● Your objective
Can you find the lines of the listing that include "rough" and copy every one?

● Task material
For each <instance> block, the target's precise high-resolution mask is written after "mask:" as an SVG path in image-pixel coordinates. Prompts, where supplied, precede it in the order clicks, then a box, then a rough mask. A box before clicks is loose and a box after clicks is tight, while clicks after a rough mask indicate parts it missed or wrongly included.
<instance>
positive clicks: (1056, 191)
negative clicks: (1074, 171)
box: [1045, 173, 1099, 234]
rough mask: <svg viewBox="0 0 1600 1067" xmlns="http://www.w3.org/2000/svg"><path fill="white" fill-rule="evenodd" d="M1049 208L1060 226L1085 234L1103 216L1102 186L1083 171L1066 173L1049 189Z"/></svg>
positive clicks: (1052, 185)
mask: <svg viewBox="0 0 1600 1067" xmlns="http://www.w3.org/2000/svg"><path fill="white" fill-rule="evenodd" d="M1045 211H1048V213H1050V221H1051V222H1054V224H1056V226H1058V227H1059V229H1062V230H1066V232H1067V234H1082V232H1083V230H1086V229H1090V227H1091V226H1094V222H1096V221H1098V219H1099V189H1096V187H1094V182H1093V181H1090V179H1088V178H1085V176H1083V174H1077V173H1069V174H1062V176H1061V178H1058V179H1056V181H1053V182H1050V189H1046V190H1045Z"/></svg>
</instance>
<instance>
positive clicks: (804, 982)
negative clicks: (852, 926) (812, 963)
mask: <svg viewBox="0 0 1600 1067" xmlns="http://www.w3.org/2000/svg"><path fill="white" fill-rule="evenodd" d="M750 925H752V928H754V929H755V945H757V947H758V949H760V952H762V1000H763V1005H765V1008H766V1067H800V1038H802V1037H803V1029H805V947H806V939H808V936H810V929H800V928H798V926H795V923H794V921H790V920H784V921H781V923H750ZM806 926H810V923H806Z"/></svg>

● Answer below
For each <instance> block, the target's precise high-resolution mask is written after "mask:" as an SVG path in image-pixel coordinates. Prompts, where supplied, precede it in the order clicks, then a box, then a rough mask. A box before clicks is loose and a box after clicks is tight, while clicks after a rough mask indicate parts it missed or wrongly included.
rough mask: <svg viewBox="0 0 1600 1067" xmlns="http://www.w3.org/2000/svg"><path fill="white" fill-rule="evenodd" d="M1049 208L1060 226L1085 234L1103 216L1102 186L1083 171L1066 173L1049 189Z"/></svg>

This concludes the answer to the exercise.